##### Given entries #####

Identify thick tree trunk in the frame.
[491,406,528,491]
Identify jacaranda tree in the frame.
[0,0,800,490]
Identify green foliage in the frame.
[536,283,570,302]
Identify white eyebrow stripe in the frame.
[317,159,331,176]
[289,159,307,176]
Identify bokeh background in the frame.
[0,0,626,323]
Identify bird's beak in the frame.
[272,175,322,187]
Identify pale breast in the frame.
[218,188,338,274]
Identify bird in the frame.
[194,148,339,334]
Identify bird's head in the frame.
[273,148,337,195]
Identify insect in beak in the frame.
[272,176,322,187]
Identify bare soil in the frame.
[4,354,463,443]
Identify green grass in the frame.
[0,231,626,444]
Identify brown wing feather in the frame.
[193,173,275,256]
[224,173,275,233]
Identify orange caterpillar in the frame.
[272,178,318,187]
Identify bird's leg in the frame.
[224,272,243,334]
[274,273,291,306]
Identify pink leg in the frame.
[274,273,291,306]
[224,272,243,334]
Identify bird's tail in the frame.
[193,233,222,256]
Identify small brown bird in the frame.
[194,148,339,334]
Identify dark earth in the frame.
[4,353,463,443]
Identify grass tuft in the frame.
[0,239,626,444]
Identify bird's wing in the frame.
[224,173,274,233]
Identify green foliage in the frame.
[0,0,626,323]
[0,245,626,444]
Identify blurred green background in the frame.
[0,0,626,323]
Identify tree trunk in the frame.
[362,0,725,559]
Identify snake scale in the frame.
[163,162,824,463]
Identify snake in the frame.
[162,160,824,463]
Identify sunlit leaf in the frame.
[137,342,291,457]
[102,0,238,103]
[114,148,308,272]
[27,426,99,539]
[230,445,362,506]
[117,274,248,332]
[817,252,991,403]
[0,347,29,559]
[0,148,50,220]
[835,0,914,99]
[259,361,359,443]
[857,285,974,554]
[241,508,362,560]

#####

Reproduce the entries from the line with "Identify bird's leg in the frame." up to and including the line with "[362,0,725,559]", replacing "dark earth" with "dark soil" and keeping everything else the same.

Identify bird's leg in the frame.
[224,272,243,334]
[274,273,291,306]
Identify pink leg in the frame.
[274,273,291,306]
[224,272,243,334]
Identify bird's tail in the frame.
[193,233,222,256]
Identify small brown bird in the frame.
[194,148,339,334]
Identify dark soil in the frame.
[4,353,463,443]
Identify grass tuft in the frame.
[0,239,626,444]
Identify bird's wing in the frame.
[224,173,274,233]
Identify green foliage in the frame.
[0,0,626,323]
[0,245,626,444]
Identify blurred green background in the frame.
[0,0,626,323]
Identify tree trunk in the frame.
[362,0,725,559]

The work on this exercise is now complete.